PARSIPPANY, N.J. — Global spending on medicines will reach nearly $1.1 trillion by 2015, according to a new study by market research firm IMS Health.

In particular, the study — titled “The Global Use of Medicines: Outlook Through 2015” — found that the share of money spent on branded drugs will decline due to patent expiries and growing use of generics, with spending on branded drugs in developed countries set to remain at the same level in 2015 as in 2010. Meanwhile, the market share for branded drugs, which declined from 70% in 2005 to 64% in 2010, will fall to 53% by 2015. In emerging markets, 80 cents of every dollar spent on drugs that year will be for generics.

While patent expiries mean lower revenues for big drug companies, they also mean more savings for payers in developed countries, which are expected to save $98 billion through 2015. The United States is expected to have the largest expansion in spending on generics, while Japan will still have the lowest, despite policy incentives designed to encourage generic utilization.

“The future level of spending on medicines has striking implications for healthcare systems and policy-makers across the developed and emerging economies,” IMS Institute for Healthcare Informatics executive director Murray Aitken said. “Past patterns of spending offer few clues about the level of expected growth through 2015.”

Specialty drugs likely will see growth as well. IMS pointed to recent and upcoming launches of drugs for multiple sclerosis and cancer, while spending on biosimilars will exceed $2 billion per year by 2015, compared with $311 million in 2010. New biosimilars are expected to enter the U.S. market by 2014, and globally, biosimilars will account for about 1% of total spending on biologics.

In addition to significant growth in cancer drugs, diabetes drugs are expected to see spending growth as well, thanks to newer oral drugs and increasing prevalence of the disease; meanwhile, spending growth on lipid regulators and drugs for asthma and chronic obstructive pulmonary disease is expected to slow.

» Entries shown:
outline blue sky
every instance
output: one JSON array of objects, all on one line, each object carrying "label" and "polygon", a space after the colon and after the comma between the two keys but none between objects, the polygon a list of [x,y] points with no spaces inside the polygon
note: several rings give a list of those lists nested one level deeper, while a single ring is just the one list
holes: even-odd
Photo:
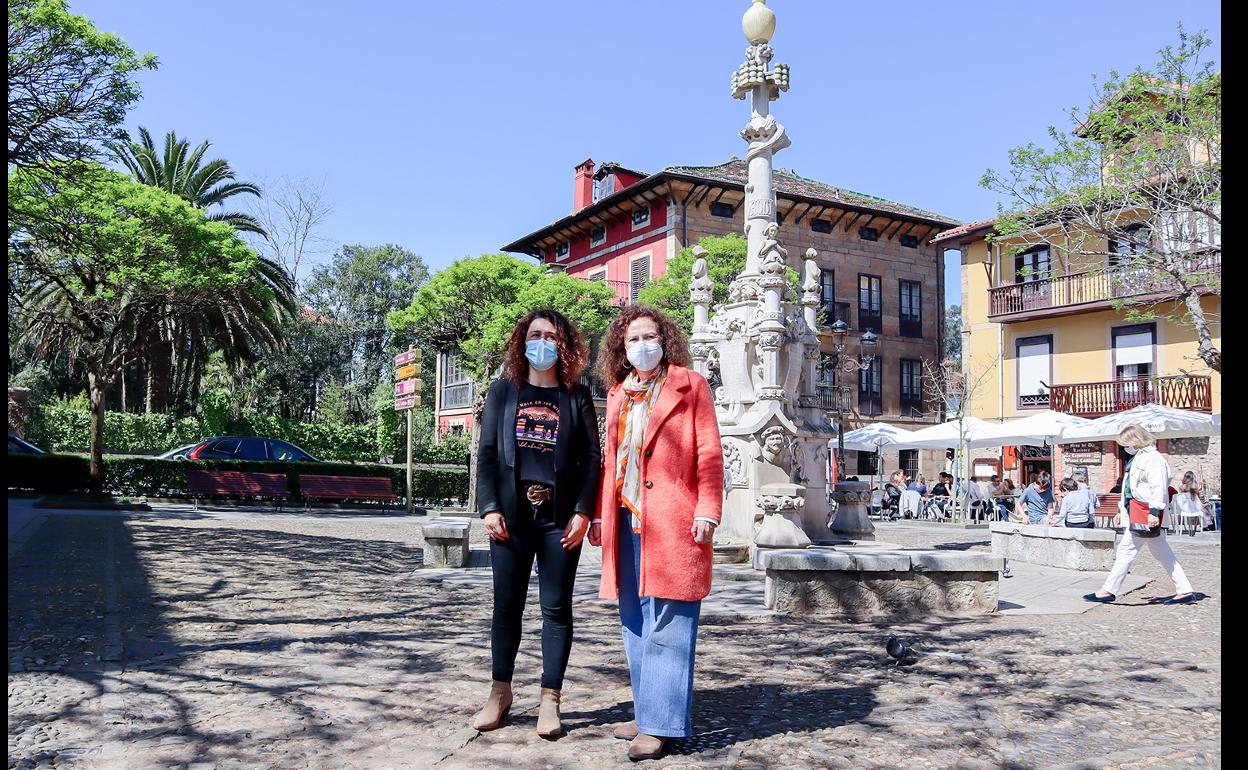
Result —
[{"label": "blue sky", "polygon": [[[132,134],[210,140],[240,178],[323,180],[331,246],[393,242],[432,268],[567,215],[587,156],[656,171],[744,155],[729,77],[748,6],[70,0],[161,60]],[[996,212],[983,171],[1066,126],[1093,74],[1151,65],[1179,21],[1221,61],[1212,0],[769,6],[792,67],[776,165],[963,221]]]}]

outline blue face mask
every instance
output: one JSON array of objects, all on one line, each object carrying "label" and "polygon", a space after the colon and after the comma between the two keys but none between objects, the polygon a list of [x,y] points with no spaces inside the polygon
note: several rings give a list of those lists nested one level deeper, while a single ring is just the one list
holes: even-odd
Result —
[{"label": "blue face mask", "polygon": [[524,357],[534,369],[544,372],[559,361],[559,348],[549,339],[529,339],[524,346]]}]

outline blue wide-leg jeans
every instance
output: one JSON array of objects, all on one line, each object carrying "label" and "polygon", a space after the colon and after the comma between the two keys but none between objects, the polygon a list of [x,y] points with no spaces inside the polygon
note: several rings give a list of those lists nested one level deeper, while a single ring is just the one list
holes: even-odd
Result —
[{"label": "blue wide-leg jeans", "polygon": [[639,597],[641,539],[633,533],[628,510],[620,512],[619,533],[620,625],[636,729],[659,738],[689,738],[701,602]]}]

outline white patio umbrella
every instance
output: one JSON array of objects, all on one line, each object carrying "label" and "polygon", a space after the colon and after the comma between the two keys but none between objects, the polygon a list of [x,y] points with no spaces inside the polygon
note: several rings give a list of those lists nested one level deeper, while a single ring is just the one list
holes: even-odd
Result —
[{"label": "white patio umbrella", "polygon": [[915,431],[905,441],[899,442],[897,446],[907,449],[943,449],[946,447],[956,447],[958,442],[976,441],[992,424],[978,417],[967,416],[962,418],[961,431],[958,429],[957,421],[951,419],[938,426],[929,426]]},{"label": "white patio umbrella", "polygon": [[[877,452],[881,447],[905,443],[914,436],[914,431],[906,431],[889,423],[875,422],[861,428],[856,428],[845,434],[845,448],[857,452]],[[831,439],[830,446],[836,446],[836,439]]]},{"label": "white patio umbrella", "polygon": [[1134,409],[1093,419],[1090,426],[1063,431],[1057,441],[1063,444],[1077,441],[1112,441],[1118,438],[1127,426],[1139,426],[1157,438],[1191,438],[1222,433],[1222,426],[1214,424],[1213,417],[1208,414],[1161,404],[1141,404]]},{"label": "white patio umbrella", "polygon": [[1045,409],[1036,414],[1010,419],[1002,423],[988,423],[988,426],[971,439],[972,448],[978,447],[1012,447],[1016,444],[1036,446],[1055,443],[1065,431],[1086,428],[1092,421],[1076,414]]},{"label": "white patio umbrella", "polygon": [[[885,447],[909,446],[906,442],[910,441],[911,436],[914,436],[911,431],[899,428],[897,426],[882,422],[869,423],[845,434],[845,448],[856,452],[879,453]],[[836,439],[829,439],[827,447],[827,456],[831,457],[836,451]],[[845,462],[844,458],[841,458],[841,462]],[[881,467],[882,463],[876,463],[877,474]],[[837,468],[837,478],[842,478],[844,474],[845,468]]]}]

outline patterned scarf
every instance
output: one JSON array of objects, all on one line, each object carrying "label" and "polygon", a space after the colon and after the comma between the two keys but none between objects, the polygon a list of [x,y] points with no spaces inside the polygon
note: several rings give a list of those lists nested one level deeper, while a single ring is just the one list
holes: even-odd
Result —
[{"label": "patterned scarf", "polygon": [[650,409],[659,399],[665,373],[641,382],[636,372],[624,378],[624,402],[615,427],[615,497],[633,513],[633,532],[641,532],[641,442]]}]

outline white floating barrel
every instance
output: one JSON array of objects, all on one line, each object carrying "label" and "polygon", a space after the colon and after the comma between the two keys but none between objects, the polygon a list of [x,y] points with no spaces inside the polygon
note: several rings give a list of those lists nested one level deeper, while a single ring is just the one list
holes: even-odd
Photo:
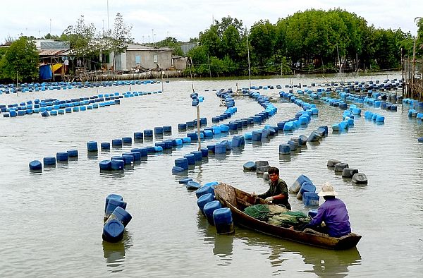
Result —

» What this task involves:
Name every disease mentioned in the excerpt on global medicine spending, listing each one only once.

» Written reply:
Multiple sclerosis, cancer, diabetes, asthma, chronic obstructive pulmonary disease